Perdámonos un poco en el tempo de estos cuadernos de un músico, aunque más bien se dirían de un oidor. Qué sensibilidad la del cazador de pájaros, la curruca capirotada, el petirrojo, el zorzal, solo que aquí principalmente son pájaros urbanos. Un libro de apuntes tal vez con el fin de elaborar una partitura de ‘música concreta’. Pues no es todavía música, sino una figuración de apuntes para una música futura. Unos apuntes con aires de objetividad, sin detalle en las descripciones, y si las hay, parecen los apuntes de un filósofo empirista inglés, a expensas de una posterior elaboración de hipótesis.

 

El 'leitmotiv' de cada texto, en este texto andariego, es el descanso en un banco tras un paseo. Lo que sucede ahí es un ‘apenas’, un pasar, evocaciones leves de superficie que no llevan a indagar el tiempo, lo que no evita en ocasiones reencontrarlo en otro tiempo y mucho menos perderlo: "Los coches pasan por delante y por detrás en direcciones diferentes. / Una bicicleta salta un bordillo, un patinete eléctrico frena en seco y un monopatín pasa en dirección contraria a la habitual. No necesariamente en ese orden pero sí en esas direcciones. / De repente el tiempo se para. // Cae una hoja. / Otra hoja. / El viento sopla levemente y mueve las hojas / que cayeron hace unos minutos. / Yo me levanto y dejo el banco. / El viento mueve lo que estaba. / El viento mueve el pasado."

◇ ◇ ◇

**Enunciado del problema**
Por favor, continúa el comentario sobre los cuadernos de un músico desde el punto en que termina. Los registros provienen de una fuente distinta.

**Material extraído**
◇ ◇ ◇

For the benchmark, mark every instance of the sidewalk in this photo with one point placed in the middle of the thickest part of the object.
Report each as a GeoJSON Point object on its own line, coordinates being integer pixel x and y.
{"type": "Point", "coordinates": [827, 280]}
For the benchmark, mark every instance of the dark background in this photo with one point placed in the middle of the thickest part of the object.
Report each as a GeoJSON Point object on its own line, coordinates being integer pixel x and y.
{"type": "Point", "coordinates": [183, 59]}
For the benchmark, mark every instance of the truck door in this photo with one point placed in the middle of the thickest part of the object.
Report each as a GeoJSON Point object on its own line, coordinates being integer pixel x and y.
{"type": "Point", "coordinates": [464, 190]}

◇ ◇ ◇

**Respuesta**
El tiempo no desaparece en ningún momento. A golpe de metrónomo es cronometrado, pero el pasado que mueve es insustancial, el de las hojas que recientemente cayeron. Las tempestades que consigue provocar son de aguaceros, de tormentas eléctricas. Apenas hay remoción en la mente que las toca.

 

Igual que los ruidos y los rugidos son homófonos el recurso a la anáfora es lo más frecuente, no solo a nivel fónico sino también a nivel semántico. Muy apropiado a una pieza rítmica.

 

El misterio que a veces habita en esas sensaciones mínimas es su pasar desapercibidas, menos que ecos de pisadas en la memoria, apenas datos más allá de lo sensible. Incluso cuando se sabe que algo tiene significado para el personaje, no sabemos de qué. No lo sabemos. Seamos postmodernos, el personaje se abstiene de interpretar.

 

Una escritura sonora, de una concepción minimalista que rechaza la trascendencia. De pronto un ruido no es más que un ruido, pero no es así, no es ni un ruido, es más. Incluso una visión física de la naturaleza detecta aerolitos mentales. Aunque visto de otra manera, es la vaciedad pandémica de la ausencia del contacto humano que se manifiesta en los ruidos que provocan sus intervenciones en la naturaleza, pues el viento es el viento en las velas, en el ulular de una farola tricéfala o en el traqueteo de los adoquines cuando los pisa una bici, el gloglogló es el de una alcantarilla etc. Un ejemplo escogido, entre otros, es el apunte del diario 30/12. 20:11 La parada es "En un bordillo de una calle recordada cerca de una alcantarilla que susurra." Enseguida "Una casa solitaria con huerto en el límite de la ciudad (…) A su lado una parcela imaginaria que en su día albergó una chabola mágica (...) Salen dos personas de una casa solitaria. Una de ellas tose. Retrocede hacia la casa. La otra persona avanza con la cabeza baja por el frío, mirando levemente hacia atrás, (...)"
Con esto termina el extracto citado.